[Work required]: In the records below, rewrite everything from the line with "Target: green tree" up to and including the last line of the records. Replace "instance" with "object", change nothing else, and leave the pictures out of your answer.

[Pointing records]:
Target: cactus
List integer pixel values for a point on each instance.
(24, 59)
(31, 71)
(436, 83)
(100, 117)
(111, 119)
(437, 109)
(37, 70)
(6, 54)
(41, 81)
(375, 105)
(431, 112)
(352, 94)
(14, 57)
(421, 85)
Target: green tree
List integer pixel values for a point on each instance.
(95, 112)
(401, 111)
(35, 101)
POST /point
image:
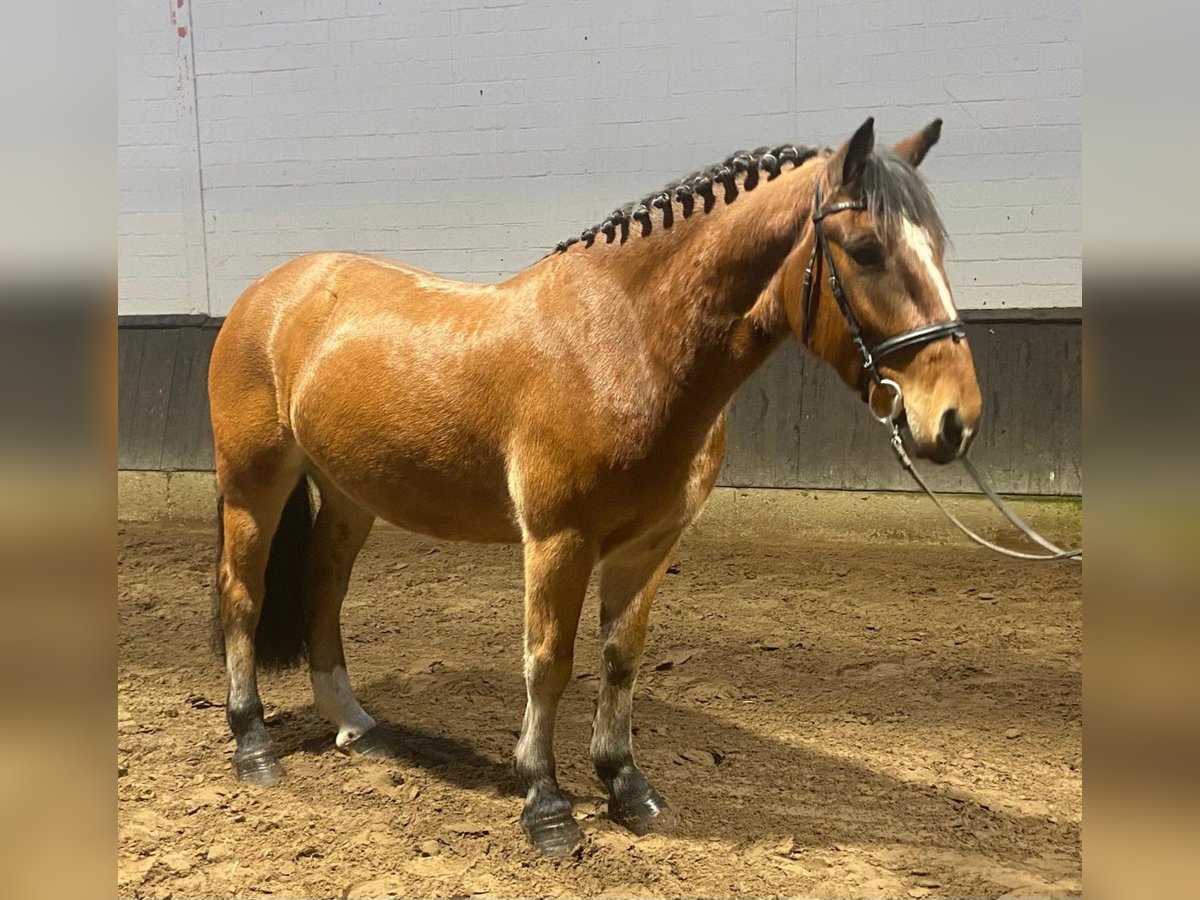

[Result for this task]:
Target: green tree
List integer pixel values for a point on each object.
(95, 112)
(401, 111)
(35, 101)
POST /point
image:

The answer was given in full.